Dataset extract
:::::

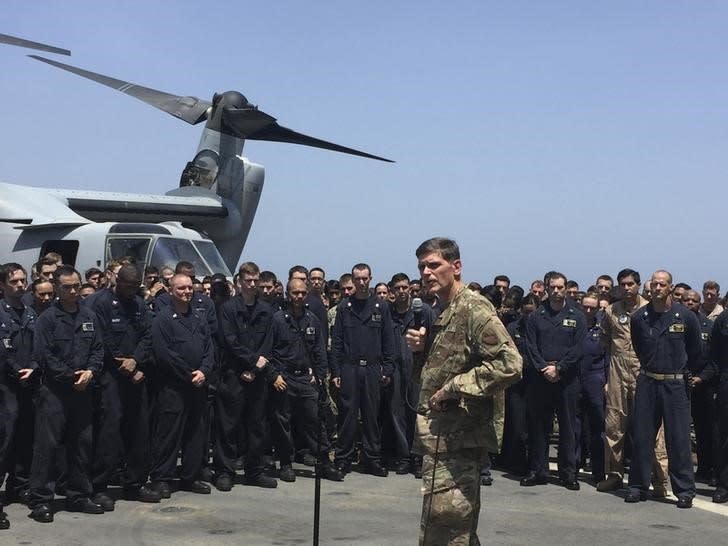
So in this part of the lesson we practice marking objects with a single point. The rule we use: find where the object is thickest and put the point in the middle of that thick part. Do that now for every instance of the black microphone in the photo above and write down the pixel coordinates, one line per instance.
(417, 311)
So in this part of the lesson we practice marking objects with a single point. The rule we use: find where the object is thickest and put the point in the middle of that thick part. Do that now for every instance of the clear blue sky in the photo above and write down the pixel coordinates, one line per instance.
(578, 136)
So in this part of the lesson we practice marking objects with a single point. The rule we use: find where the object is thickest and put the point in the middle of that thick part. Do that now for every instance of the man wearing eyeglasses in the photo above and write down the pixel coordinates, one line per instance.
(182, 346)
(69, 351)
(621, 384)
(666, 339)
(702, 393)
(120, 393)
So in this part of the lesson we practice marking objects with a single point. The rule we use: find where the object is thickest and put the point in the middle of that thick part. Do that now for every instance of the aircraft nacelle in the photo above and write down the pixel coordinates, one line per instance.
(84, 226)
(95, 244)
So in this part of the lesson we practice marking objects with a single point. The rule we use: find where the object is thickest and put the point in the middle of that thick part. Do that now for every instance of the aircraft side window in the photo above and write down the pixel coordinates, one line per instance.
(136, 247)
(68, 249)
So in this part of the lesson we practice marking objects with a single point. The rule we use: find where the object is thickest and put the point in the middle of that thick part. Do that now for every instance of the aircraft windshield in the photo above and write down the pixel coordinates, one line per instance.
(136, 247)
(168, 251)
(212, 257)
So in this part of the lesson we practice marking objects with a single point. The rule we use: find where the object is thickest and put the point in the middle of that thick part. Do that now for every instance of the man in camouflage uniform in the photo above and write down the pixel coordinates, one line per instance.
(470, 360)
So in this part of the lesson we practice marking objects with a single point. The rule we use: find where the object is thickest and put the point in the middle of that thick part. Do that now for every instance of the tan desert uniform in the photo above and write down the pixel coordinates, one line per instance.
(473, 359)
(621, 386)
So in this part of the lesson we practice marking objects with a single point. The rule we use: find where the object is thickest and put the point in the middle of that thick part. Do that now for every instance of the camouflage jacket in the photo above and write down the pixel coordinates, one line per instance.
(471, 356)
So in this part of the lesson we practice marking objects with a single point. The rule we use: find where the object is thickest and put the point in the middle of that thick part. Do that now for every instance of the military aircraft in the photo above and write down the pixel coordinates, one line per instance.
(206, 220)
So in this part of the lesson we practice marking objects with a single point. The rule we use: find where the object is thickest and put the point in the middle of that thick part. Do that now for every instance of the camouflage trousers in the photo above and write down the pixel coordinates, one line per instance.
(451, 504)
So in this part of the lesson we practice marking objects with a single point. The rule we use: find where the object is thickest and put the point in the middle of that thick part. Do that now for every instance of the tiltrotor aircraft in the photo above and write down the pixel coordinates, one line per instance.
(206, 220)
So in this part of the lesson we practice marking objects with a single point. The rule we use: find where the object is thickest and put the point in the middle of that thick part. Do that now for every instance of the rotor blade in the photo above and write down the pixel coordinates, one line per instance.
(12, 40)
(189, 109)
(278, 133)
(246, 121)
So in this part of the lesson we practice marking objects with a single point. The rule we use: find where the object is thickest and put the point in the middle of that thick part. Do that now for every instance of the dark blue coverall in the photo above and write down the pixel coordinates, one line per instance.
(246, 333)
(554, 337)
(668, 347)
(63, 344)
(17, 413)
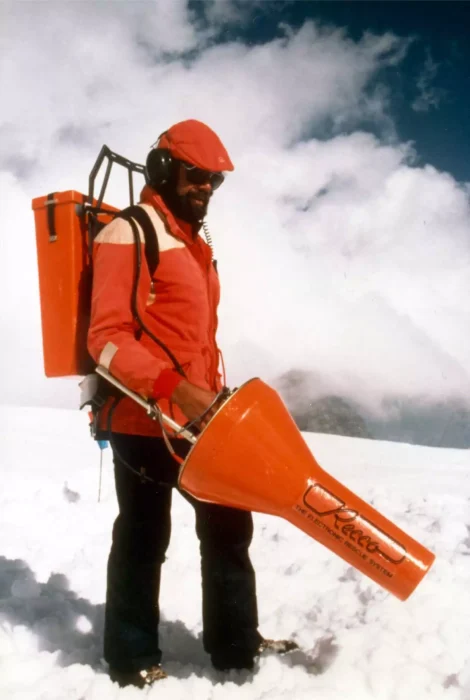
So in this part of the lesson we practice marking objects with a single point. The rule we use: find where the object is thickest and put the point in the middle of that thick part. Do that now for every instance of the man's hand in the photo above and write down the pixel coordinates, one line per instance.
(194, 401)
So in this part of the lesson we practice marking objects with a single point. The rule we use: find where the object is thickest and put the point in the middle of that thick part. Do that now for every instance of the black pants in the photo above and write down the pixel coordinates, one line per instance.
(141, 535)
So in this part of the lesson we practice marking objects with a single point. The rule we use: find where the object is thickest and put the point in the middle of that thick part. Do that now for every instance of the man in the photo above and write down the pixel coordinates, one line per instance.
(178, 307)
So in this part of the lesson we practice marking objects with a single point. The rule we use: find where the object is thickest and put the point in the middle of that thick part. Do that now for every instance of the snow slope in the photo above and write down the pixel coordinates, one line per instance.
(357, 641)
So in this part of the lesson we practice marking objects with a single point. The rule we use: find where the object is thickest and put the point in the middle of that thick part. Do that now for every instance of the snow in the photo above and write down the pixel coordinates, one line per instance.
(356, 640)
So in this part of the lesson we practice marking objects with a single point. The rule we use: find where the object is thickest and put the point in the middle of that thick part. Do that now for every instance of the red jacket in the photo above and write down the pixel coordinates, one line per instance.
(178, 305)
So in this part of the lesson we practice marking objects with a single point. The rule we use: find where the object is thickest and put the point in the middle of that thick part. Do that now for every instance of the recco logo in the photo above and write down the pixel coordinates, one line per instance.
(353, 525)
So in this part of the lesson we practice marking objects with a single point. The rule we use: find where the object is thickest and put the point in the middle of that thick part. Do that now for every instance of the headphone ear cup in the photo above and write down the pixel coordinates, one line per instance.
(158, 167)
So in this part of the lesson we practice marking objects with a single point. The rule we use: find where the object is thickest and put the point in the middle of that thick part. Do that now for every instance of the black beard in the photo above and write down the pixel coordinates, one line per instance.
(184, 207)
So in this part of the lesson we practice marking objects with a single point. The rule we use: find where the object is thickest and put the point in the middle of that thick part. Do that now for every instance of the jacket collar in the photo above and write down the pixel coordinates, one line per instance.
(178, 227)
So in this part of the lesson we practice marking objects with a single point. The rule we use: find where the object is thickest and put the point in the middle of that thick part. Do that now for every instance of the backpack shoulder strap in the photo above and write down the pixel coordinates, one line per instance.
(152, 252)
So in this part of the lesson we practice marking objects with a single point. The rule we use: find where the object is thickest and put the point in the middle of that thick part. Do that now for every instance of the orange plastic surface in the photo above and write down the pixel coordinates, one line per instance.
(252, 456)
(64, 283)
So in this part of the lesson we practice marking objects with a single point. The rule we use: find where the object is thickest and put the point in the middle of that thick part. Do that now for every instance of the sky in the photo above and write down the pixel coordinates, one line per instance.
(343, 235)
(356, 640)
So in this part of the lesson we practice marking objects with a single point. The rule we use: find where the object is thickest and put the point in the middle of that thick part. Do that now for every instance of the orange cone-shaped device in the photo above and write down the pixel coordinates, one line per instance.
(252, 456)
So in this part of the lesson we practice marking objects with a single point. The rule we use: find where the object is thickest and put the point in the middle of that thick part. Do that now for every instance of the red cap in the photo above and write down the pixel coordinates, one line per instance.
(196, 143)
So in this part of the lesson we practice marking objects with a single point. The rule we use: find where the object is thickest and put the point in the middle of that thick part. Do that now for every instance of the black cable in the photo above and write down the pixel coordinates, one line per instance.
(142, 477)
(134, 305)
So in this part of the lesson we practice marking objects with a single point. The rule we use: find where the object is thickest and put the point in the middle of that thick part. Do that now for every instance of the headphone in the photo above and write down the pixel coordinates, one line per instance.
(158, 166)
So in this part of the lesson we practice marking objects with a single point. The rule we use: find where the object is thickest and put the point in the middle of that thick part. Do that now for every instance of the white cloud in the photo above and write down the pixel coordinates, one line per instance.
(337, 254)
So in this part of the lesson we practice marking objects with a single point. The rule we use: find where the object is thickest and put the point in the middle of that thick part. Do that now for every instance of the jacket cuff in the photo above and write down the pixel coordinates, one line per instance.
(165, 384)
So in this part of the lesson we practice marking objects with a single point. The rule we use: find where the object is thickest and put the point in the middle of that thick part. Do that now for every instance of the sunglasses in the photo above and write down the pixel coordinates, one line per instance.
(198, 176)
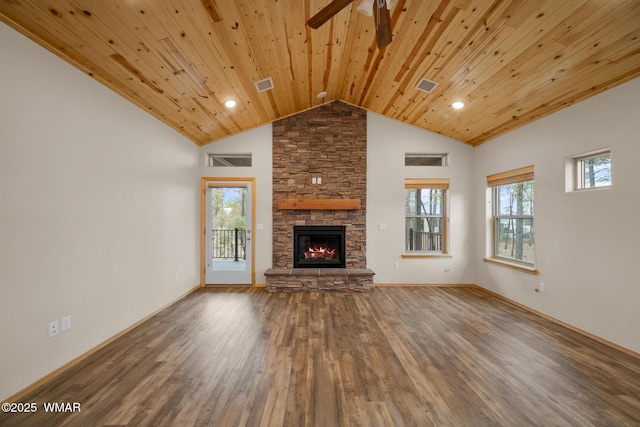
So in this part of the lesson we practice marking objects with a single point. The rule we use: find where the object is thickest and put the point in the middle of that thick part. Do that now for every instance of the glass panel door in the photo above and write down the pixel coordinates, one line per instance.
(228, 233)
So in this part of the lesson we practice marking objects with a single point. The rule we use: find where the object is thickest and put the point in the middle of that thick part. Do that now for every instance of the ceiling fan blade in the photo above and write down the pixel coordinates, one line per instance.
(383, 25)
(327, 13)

:::::

Work to complete
Copy out the lines starting at the one containing "of the ceiling" and ending with the last line of the entries. Include nothing else.

In response
So in this part of the lesson we practice marking objects with a single point. The rule we use: find where the object is thickest and put the point in the middle of that thick part. Do that now for every instance of the ceiling fan blade in the photo above and write down the pixel coordinates, one line per instance.
(383, 25)
(327, 13)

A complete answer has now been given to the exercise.